#### Text extract

Pretty clean and tidy trains, a 4 bunk coach. Comes with lots of food and drinks.
The Karim Khan hotel in Shiraz.
Our hotel in Shiraz.
The Karim Khan citadel in Shiraz.
Old style Turkish bath…
You can take many types of tours in Iran. Including more modern tours where you experience all the more modern things that Iran has to offer. However, as a photographer, i wanted to visit more cultural places and that includes mosques and citadels. There will be lots of photographs of these types of places. You have been warned!
( Just as an aside, all mosque’s including the more sacred such as the one in Qom were all very welcoming. There was no negative sentiment anywhere. We were wholly welcomed everywhere we went.)
Vakil Mosque in Shiraz. Distinct for using quite of bit of pink in its tile. Also has ornate columns throughout.
Imam Shrine, known as Shah Cheragh. Here we met a nice man in the shrine that explained the differences between Shiite Island and Sunni Islam. He went through painstaking detail to ensure we didn’t associate the two because he wanted us to understand that shiite Islam is very tolerant and that many Jewish, Zoroastrian and Armenians among others are allowed to practice their faith in Iran without problems from religious or political leaders.
So this is a park that holds the tomb of Hafez, Iran’s most popular poet. It’s hard to explain how strongly Iranians feel about Hafez and poetry in general. Young men and women come here to cite ghazals of his poems at random to make connections =). I strongly underestimated how seriously Iranians take Hafez and his poetry. It’s like a mandatory national language.
Shiraz is another city with nice parks and lots of artwork in them. A cool example of tree-carving.
This kid had a canary which would pull out one of many folded Hafez poems. The one the bird picked was meant for me and me only. =)

#### Information provided

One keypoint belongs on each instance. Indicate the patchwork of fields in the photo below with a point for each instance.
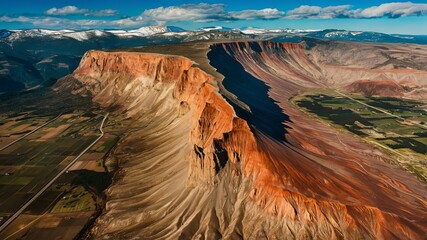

#### Request 1
From the Shiraz travel notes, extract the stretch from "Our hotel in" through "have been warned!".
#### Request 2
Answer these questions using the Shiraz travel notes.
(a) How many bunks does the train coach have?
(b) Whose tomb is held in the park?
(c) What color does Vakil Mosque use a lot of in its tile?

#### Task answer 1
Our hotel in Shiraz.
The Karim Khan citadel in Shiraz.
Old style Turkish bath…
You can take many types of tours in Iran. Including more modern tours where you experience all the more modern things that Iran has to offer. However, as a photographer, i wanted to visit more cultural places and that includes mosques and citadels. There will be lots of photographs of these types of places. You have been warned!

#### Task answer 2
(a) Four.
(b) Hafez, Iran's most popular poet.
(c) Pink.